--- Start Input records ---
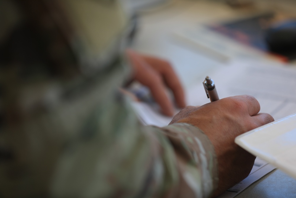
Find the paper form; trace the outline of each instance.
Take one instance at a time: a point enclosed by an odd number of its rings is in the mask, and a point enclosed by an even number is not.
--- End Input records ---
--- Start Input records ---
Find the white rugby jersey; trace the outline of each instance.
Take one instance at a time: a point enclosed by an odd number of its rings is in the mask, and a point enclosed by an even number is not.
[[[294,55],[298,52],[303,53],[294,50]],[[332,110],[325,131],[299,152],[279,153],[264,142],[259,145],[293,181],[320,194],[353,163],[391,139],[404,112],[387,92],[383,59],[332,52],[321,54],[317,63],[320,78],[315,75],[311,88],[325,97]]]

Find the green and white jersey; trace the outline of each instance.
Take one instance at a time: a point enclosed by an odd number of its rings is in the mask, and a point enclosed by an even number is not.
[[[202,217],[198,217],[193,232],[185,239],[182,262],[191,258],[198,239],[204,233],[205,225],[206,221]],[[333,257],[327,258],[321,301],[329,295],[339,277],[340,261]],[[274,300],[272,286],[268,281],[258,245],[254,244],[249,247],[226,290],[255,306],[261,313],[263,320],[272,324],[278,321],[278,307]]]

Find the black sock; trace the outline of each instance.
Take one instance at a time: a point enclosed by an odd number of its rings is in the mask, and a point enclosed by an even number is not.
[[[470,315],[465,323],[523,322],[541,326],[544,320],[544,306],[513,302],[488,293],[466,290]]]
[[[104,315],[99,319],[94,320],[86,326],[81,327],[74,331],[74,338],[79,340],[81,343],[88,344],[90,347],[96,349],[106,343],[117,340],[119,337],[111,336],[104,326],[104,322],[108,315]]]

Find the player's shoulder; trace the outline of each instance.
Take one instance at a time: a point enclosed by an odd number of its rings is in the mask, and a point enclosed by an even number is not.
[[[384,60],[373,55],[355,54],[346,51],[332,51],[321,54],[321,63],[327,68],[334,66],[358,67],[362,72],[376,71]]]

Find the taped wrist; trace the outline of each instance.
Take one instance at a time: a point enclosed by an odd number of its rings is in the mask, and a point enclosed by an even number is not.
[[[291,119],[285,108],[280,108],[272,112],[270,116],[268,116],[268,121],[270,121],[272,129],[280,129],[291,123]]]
--- End Input records ---
_Challenge_: Pull out every line in the data above that contains the word "trace".

_Exercise output_:
Find the paper form; trace the outline of each instance.
Find the white rugby jersey; trace the outline of each instance.
Find the green and white jersey; trace the outline of each instance.
Find the black sock; trace the outline of each instance.
Find the player's shoulder; trace the outline of each instance.
Find the taped wrist; trace the outline of each instance.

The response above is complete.